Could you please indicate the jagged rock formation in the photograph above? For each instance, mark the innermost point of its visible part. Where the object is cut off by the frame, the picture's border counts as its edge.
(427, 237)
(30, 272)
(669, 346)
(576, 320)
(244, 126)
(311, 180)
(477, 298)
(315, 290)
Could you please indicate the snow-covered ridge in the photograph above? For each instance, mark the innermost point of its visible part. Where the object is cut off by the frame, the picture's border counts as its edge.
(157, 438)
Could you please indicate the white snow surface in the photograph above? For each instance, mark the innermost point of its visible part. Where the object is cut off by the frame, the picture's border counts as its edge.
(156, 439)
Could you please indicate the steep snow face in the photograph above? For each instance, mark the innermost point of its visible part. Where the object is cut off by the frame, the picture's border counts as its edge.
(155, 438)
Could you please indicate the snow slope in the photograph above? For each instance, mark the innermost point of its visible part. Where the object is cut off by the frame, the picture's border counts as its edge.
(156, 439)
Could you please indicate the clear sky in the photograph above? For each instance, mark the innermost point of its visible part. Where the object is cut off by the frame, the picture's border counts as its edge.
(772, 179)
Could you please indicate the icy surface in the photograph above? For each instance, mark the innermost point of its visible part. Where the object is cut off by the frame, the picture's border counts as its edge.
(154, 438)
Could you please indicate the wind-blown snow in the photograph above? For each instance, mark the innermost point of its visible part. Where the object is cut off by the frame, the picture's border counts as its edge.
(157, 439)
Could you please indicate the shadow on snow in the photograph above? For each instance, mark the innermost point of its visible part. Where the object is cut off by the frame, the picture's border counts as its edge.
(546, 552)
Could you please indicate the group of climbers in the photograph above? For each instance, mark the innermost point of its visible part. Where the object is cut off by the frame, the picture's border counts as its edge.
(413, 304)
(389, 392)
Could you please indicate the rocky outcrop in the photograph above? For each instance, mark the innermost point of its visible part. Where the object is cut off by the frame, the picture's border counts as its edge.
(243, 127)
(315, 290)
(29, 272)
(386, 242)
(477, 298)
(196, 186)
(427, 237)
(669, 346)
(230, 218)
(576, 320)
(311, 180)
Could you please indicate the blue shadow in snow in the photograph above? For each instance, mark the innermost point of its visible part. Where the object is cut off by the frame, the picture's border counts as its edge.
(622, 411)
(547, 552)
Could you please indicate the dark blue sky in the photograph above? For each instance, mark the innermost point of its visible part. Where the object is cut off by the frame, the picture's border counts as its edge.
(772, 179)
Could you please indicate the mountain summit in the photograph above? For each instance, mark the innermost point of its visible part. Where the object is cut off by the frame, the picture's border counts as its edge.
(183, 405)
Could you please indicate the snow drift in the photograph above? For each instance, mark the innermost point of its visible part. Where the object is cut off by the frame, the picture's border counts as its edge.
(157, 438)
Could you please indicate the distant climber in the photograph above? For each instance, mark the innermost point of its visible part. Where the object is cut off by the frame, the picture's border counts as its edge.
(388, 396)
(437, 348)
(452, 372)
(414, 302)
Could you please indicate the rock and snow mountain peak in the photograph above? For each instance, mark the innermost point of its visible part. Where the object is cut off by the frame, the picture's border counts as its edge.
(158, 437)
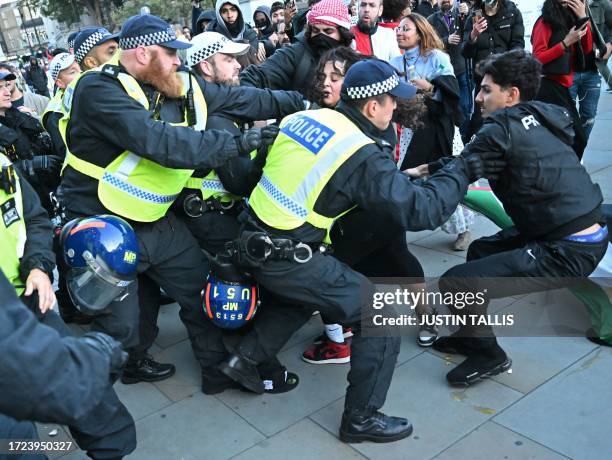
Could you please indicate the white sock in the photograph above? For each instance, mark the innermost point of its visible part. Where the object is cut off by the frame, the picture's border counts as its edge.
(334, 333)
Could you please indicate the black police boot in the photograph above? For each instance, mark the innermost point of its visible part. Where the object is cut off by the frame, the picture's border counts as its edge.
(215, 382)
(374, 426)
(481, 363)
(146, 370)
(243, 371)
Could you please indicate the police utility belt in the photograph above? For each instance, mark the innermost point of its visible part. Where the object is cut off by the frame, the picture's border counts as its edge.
########
- EXERCISE BRIEF -
For each line above, output its wording exactly and leave out any picture.

- RESULT OF THIS TASK -
Could you please indicate the jagged rock formation in the photograph above? For each instance, mark the innermost point of its visible part. Where the object is cut off by the frame, the picture's border counts as its edge.
(427, 237)
(30, 272)
(669, 346)
(576, 320)
(244, 126)
(311, 180)
(477, 298)
(315, 290)
Could you please indicate the snow-covered ridge in the photograph above? For each instance, mark the innermost point of its visible part. Where the object is cut off by the frame, the picture's border counts as its edge.
(157, 438)
Could you please indicate the white snow surface in the photograph above? For each instance, mark the innermost point of its visible part. Where the object is cut off by the frame, the picture's border counts as its edge.
(156, 439)
Could you please indicate the steep snow face in the photograph above? For each instance, mark the innermost point of its visible part. Where the object is cut off by the frame, the picture's border counts as its edge.
(155, 438)
Could you please indicate the snow slope in the photograph above? For each instance, mark the innermost point of its visible part. Where the object is cut off by the frame, the picture's border counts as its edge.
(156, 439)
Could you please indicate the clear sky in the photograph above? For each instance, mark the innermost point of its visible part. Where the object is cut off by the frame, the picture's border counts as its edge.
(772, 179)
Could you please indicate the icy surface in the photograph above? For each instance, mark the innermost point of its visible part. Where the object is cut off by the frame, the picture's border counts as its edge.
(154, 438)
Could you please indicate the wind-blown snow in the photograph above? For each instance, mark the innermost point of its visible part. Where the object is cut off by the frame, the picture's border counts as its edge.
(157, 439)
Could you please indicate the shadow on snow in the photograph above? For each instance, mark the innermost point of its visible part. Where the object is cut off by the frame, the picture's border counts as its edge.
(546, 552)
Could you please indicate the group of climbers in the photograph above? For each instance, mark the innermost point of its visible part. Where the object is cut off by the frame, the picture's border counts as its edge.
(413, 304)
(389, 392)
Could you please indicate the rocky outcrop in the photograph above? For each instance, mark the innermost point of its visible part. Where the object is cut off by the frame, the picture's border counts as its edge.
(243, 127)
(315, 290)
(29, 272)
(386, 242)
(477, 298)
(196, 186)
(427, 237)
(669, 346)
(230, 218)
(576, 320)
(311, 180)
Could you please indicate the blue shadow in snow in the photograph above? For each instance, mark the innermost point of its visible part. Where the object is cut off by the frame, the picture's border counts as its edge.
(622, 411)
(547, 552)
Could you please indicate the dark blue sky in the photograph above? For each instance, mark the innermost point of its visible part. Where the object is cut off by the frame, the picture's border counts as its edge.
(772, 179)
Could you please indicate the mountain summit in the photograph above? For each instance, mark the innermost point of its visible part. Where the object is cut off by the frame, the picture's border counts as its edge.
(183, 405)
Could you please indicate the snow drift in the photograph above? For each instance, mark the innermost point of its visible part. Where the object is cut off by the frame, the picture's border counts as its edge.
(157, 438)
Could you please indicate the distant climber in the photograph above? For each instance, mark the innermost point of its visible part. Where the object is cut off by the frame, the picture's border counts as its edge.
(388, 396)
(437, 348)
(452, 372)
(414, 302)
Could you please indicate the rock and snow mountain peak in the photograph above? For each instance, mark the innermost point of its visible part. Where the object is cut off by the frame, the picture's border counts as its edge.
(158, 437)
Could you please indicate the white sock in the photograph above? For each instance, mark the innermost point of its visible part. Where the object is cut off by the frame, the picture's border counts as its edge.
(334, 333)
Could you please indicate the black police boot in the photograph above? For each instance, mark the innermost point of its visible part. Where the object is cut off by the frame, the picture's border counts as its edge.
(215, 382)
(374, 426)
(481, 363)
(146, 370)
(243, 371)
Could you please indicate the police utility belt in the photograph above? For each instance, mark the innermost point of its visible part. Where the object is cut off by the frame, the picture's border counts as its edge.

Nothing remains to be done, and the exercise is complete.